### What is required
Lines to restate from the data below: from the one containing "Target: wristwatch" to the one containing "Target: shadow on tablecloth", both included. Give them again exactly, and only them.

——————————

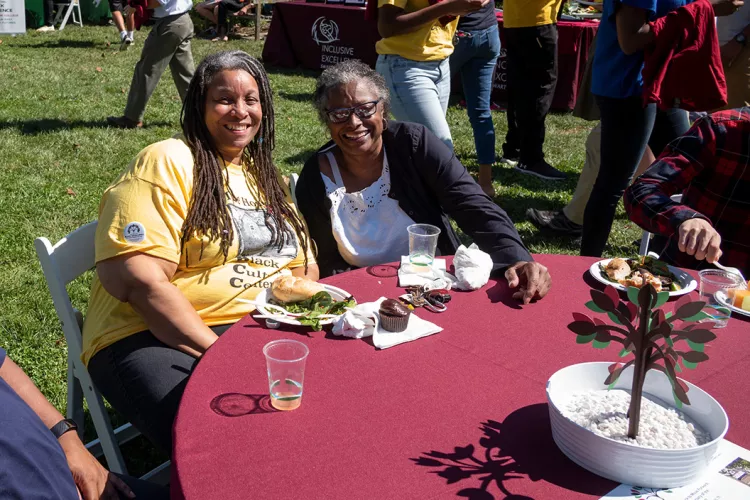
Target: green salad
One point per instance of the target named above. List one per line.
(319, 304)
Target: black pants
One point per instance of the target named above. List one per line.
(531, 55)
(626, 129)
(143, 379)
(225, 7)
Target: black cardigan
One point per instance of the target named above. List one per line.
(430, 184)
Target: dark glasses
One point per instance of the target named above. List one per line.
(340, 115)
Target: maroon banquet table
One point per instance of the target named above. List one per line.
(461, 413)
(315, 36)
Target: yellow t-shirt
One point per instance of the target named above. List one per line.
(527, 13)
(430, 42)
(144, 211)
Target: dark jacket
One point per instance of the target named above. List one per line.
(430, 184)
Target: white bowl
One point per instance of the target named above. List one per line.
(624, 462)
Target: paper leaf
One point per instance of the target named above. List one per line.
(593, 307)
(602, 300)
(614, 318)
(633, 295)
(600, 345)
(689, 309)
(661, 299)
(694, 356)
(698, 335)
(582, 327)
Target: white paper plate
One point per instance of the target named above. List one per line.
(262, 298)
(687, 282)
(723, 299)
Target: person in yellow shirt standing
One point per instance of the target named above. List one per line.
(531, 53)
(413, 57)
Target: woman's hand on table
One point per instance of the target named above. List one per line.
(531, 278)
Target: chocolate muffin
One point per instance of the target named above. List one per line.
(394, 316)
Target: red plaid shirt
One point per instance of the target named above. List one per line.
(710, 165)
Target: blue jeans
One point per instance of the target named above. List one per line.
(419, 92)
(474, 58)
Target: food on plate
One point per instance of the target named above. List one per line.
(307, 300)
(394, 316)
(741, 299)
(618, 269)
(293, 289)
(640, 271)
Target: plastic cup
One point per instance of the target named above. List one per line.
(422, 244)
(715, 282)
(285, 360)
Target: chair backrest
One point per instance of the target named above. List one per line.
(63, 262)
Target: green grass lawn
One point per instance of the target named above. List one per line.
(57, 156)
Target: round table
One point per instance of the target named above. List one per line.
(461, 413)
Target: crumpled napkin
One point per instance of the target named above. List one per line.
(472, 267)
(363, 321)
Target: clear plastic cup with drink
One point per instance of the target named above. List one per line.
(285, 360)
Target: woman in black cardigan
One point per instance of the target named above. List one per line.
(361, 190)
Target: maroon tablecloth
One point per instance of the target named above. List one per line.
(574, 40)
(441, 417)
(316, 36)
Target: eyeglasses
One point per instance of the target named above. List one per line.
(340, 115)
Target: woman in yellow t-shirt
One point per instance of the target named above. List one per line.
(194, 223)
(413, 57)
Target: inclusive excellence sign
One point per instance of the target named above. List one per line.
(12, 17)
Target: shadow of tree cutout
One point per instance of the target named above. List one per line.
(235, 404)
(463, 463)
(521, 447)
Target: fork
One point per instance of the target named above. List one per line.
(732, 270)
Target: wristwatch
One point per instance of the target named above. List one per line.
(62, 427)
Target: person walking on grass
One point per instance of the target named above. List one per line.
(531, 48)
(168, 44)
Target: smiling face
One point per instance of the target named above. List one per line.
(233, 112)
(356, 136)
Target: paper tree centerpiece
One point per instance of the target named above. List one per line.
(649, 335)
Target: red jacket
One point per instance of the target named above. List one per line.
(683, 67)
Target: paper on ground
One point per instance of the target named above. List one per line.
(728, 478)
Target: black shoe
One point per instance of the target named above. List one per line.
(541, 169)
(553, 220)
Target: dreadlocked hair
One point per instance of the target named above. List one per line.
(208, 214)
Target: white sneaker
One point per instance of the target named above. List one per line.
(125, 42)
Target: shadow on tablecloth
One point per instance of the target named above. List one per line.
(519, 447)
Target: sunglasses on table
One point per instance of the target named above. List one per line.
(365, 110)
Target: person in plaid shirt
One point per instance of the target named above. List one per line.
(710, 165)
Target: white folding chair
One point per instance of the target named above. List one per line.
(63, 262)
(73, 7)
(646, 237)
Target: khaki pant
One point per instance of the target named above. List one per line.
(574, 209)
(738, 80)
(168, 44)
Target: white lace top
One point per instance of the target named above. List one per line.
(368, 225)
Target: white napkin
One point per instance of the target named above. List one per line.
(363, 321)
(409, 275)
(472, 267)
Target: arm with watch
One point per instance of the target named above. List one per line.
(92, 480)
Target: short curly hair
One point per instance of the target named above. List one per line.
(344, 73)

——————————

### Exercise solution
Target: wristwatch
One point per instance of the target named above. List one per line.
(62, 427)
Target: person walking on grass
One point per instance of the target named above. List one per line.
(531, 48)
(168, 44)
Target: smiling face
One point per instance of the target named above. List one per line.
(233, 112)
(356, 136)
Target: paper tree centerpiece
One point per instance of the target named above. List one per line.
(649, 335)
Target: red jacket
One point per instance of the target named above. List one per line.
(683, 67)
Target: paper on ground
One point per instance of the target named above. List one per line.
(728, 478)
Target: black shoe
One point per instance of the target named above. List one per line.
(541, 169)
(553, 220)
Target: dreadlocked hair
One point per instance of the target named above. List one per line.
(208, 214)
Target: white sneaker
One point per instance of the target named above. List one per line.
(125, 42)
Target: shadow on tablecloth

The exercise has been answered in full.